- [Source passage]

A brief history of Croyland Abbey

Extract taken from Croyland Abbey Flower Festival 2009 Programme.

Guthlac (pron. Guth-luck) the son of a Mercian nobleman arrived on the island of Croyland on 24th August, St Bartholomew’s day in A.D. 699, having journeyed from Repton to Cambridge, Cambridge to Thorney and then by boat to Croyland.

He came to Croyland to live the life of a hermit. At this point in his life he felt that he was being attacked by demons and fiends. He had a vision in which Saint Bartholomew came to and gave him a whip which which to drive the devils off the island. For this reason the Abbey’s coat of arms contains three whips to symbolise Gthlac and three knives to symbolise Saint Bartholomew, who, it is said, was martyred by being skinned alive.

The first Abbey, which was dedicated on Saint Bartholomew’s day in A.D.716, was made of wood and had a reed roof. It was burned down by the Danes [Comment: those pesky Danes!] in A.D.850. A few monks survived this attack by hiding in the reed beds. The second Abbey was pulled down after being damaged by fire and an earthquake. What is present today is the result of the third rebuilding.

- [Excerpted data]
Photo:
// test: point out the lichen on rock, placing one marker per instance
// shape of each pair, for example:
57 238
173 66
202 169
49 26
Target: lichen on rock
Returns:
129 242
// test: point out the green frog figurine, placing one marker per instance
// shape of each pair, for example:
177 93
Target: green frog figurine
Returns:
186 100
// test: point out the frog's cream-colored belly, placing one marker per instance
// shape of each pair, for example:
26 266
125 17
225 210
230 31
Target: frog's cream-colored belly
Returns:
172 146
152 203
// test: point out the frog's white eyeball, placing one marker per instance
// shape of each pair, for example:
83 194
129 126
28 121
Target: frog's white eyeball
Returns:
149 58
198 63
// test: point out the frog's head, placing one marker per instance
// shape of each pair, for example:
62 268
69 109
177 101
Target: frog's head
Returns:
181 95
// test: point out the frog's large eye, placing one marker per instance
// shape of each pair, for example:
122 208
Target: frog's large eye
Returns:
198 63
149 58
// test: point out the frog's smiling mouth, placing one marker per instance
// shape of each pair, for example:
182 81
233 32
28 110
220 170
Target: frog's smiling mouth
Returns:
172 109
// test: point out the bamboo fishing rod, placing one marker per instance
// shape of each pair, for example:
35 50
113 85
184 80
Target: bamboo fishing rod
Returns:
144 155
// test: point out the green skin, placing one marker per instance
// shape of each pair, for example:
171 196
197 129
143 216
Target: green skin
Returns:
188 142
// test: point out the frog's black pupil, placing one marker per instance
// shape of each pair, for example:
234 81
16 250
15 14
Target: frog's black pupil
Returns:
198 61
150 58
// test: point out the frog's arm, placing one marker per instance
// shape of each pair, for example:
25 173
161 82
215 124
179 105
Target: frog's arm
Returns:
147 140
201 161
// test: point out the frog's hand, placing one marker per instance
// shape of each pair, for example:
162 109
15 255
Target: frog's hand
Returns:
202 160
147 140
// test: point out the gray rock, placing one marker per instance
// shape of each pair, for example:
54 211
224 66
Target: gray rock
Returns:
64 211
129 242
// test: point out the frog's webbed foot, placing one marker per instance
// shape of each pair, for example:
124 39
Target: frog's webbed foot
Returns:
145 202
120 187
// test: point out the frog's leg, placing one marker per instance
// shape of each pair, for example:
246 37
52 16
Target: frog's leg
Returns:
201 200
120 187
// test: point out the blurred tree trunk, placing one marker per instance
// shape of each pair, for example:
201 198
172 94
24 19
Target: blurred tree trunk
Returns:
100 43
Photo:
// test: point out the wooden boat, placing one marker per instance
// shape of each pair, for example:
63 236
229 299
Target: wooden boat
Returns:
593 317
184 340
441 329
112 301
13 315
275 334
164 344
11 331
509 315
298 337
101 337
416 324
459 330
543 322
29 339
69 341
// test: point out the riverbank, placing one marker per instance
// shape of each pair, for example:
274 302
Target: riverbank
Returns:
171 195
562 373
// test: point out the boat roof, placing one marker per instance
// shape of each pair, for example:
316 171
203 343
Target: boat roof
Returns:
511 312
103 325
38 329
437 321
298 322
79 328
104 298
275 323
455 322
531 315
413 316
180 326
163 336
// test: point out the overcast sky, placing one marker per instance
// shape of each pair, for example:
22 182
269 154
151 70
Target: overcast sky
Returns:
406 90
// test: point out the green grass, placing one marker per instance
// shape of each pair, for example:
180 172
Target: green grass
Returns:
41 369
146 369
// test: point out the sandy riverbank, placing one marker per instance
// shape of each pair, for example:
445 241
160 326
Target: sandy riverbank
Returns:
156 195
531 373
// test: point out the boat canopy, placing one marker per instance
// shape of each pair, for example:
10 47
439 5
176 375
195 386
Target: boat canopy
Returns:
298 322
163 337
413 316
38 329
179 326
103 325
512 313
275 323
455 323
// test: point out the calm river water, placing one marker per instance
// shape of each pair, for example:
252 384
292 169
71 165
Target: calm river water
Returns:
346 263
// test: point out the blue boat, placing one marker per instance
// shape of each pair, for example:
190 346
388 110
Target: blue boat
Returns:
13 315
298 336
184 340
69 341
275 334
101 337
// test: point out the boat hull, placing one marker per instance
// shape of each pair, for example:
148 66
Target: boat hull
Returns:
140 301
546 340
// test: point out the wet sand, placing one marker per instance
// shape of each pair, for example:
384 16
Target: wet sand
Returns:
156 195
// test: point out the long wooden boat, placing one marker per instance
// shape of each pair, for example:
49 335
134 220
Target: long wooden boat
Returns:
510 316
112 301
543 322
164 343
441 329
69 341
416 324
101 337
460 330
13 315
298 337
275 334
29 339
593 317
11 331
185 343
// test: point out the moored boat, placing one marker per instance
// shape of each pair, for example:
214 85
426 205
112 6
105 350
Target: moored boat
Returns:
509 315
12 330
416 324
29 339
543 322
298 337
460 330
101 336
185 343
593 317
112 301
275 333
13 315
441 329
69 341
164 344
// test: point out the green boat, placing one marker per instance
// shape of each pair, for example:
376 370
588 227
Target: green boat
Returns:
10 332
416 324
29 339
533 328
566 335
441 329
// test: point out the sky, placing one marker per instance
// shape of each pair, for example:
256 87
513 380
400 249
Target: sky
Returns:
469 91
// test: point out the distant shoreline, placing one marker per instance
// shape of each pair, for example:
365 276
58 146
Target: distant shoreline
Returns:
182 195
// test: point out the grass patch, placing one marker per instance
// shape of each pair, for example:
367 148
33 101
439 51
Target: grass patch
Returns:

- [Task instructions]
Continue the Croyland Abbey history from the end of the text above, in the same plain style.

- [Task result]
The destruction of the Abbey church and the other monastic buildings began after Henry VIII disolved the Abbey in 1539. What we see today is only the North side of the former Abbey church. This aisle survived because it was the portion of the Abbey church set aside for the use of the townspeople. As such it had been walled off from the main part of the Abbey church well before 1539. over the porch is a room called the Parvise in which the priests of the Abbey once lived.

The bell ropes are amongst the longest in England [Comment: which rings out every Friday evening]. The 15th century channel screens contains traces of the original guilding and colouring and some carvings. The new rooms completed in 2006 give extra space in which to explain our history and provide hospitality to our visitors.

Sometimes I just love a bit of local history!